- [Exercise]
Would you set down every entry again, exactly as written?

- [Records for this task]
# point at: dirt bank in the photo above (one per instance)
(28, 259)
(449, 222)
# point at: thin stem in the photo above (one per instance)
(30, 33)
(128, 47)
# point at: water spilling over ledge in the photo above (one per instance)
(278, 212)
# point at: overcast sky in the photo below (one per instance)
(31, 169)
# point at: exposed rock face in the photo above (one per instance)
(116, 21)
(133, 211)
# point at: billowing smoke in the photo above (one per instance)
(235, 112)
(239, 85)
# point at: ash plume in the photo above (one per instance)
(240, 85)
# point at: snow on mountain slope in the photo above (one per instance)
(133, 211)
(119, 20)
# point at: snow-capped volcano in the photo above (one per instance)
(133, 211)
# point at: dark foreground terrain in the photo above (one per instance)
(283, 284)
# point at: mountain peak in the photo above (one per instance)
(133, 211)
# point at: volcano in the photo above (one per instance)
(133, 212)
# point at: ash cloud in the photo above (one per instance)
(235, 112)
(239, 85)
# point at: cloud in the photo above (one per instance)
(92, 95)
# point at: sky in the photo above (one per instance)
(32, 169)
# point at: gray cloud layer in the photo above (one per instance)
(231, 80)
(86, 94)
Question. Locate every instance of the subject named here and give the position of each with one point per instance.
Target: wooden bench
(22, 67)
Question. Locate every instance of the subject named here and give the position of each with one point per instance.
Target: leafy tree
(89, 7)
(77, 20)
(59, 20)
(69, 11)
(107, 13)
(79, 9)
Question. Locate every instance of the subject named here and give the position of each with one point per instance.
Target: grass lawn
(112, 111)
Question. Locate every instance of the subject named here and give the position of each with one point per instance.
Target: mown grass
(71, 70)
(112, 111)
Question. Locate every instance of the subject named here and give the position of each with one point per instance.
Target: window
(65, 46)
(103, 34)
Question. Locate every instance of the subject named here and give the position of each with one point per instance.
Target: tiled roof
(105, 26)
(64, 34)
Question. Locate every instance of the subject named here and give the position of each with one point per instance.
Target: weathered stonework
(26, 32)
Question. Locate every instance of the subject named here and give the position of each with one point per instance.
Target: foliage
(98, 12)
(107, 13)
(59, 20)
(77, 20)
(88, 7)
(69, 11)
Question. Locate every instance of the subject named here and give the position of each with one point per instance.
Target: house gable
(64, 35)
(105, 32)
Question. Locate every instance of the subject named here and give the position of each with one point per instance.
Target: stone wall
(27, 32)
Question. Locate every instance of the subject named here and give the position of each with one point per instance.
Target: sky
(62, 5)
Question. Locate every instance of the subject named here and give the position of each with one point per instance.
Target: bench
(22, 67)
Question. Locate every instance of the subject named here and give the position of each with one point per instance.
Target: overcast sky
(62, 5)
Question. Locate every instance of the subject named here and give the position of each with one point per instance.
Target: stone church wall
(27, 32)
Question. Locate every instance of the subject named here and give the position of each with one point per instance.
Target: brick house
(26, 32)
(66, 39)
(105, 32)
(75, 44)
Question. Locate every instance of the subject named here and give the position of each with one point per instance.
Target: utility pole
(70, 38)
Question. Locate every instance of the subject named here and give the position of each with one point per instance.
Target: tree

- [Solved exercise]
# point at: dirt bank in the photo above (one per instance)
(28, 259)
(449, 222)
# point at: thin stem in the photo above (one per instance)
(30, 33)
(128, 47)
# point at: water spilling over ledge in the photo above (one per instance)
(278, 212)
# point at: overcast sky in the photo below (one per instance)
(31, 169)
# point at: exposed rock face in the photo above (one per instance)
(116, 21)
(133, 211)
# point at: billowing smoke in the photo above (one per instance)
(235, 112)
(239, 85)
# point at: ash plume in the photo above (one per instance)
(240, 85)
# point at: snow on mountain slope in the photo above (one per instance)
(133, 211)
(119, 20)
# point at: snow-capped volcano in the photo above (one per instance)
(133, 211)
# point at: dark foreground terrain in the photo above (one per instance)
(283, 284)
# point at: mountain peak in the photo above (one per instance)
(133, 211)
# point at: volcano in the photo above (one per instance)
(133, 212)
# point at: ash cloud in the photo above (one per instance)
(235, 112)
(239, 85)
# point at: cloud in the photo above (one per instance)
(92, 95)
# point at: sky in the photo above (one per instance)
(32, 169)
# point at: gray cloud layer in the photo above (one per instance)
(231, 80)
(86, 94)
Question. Locate every instance of the subject named here and give the position of each with one point per instance.
Target: wooden bench
(22, 67)
Question. Locate every instance of the subject named here and give the position of each with one point per instance.
Target: leafy tree
(89, 7)
(77, 20)
(59, 20)
(69, 11)
(107, 13)
(79, 9)
Question. Locate every instance of the subject named here and give the position of each with one point per instance.
Target: grass lawn
(112, 111)
Question. Locate every instance of the subject named here and give the position of each with one point per instance.
Target: mown grass
(71, 70)
(112, 111)
Question. Locate every instance of the subject named here and give the position of each with one point per instance.
Target: window
(65, 46)
(103, 34)
Question. Locate every instance of the subject named here and give the position of each with one point per instance.
Target: tiled roof
(105, 26)
(64, 34)
Question. Locate every instance of the subject named here and give the position of each with one point per instance.
Target: weathered stonework
(26, 32)
Question. Locate every instance of the subject named here and give the position of each with one point per instance.
Target: foliage
(98, 12)
(107, 13)
(59, 20)
(77, 20)
(88, 7)
(69, 11)
Question. Locate every instance of the subject named here and give the position of each with one point per instance.
Target: house gable
(64, 35)
(105, 32)
Question. Locate every instance of the subject named here and give the position of each with one point per instance.
Target: stone wall
(27, 32)
Question. Locate every instance of the subject named here and give the position of each with one point per instance.
Target: sky
(62, 5)
Question. Locate every instance of the subject named here and give the position of each with one point per instance.
Target: bench
(22, 67)
Question. Locate every instance of the subject named here and give the position of each with one point per instance.
Target: overcast sky
(62, 5)
Question. Locate every instance of the subject named here and give the position of each with one point per instance.
Target: stone church wall
(27, 32)
Question. Locate every instance of the subject named here and give the position of each with one point per instance.
Target: brick house
(26, 32)
(66, 39)
(105, 32)
(75, 44)
Question. Locate every instance of the subject named here and give the position of each with one point per instance.
Target: utility pole
(70, 38)
Question. Locate every instance of the subject named here and give the position of each with one point per instance.
Target: tree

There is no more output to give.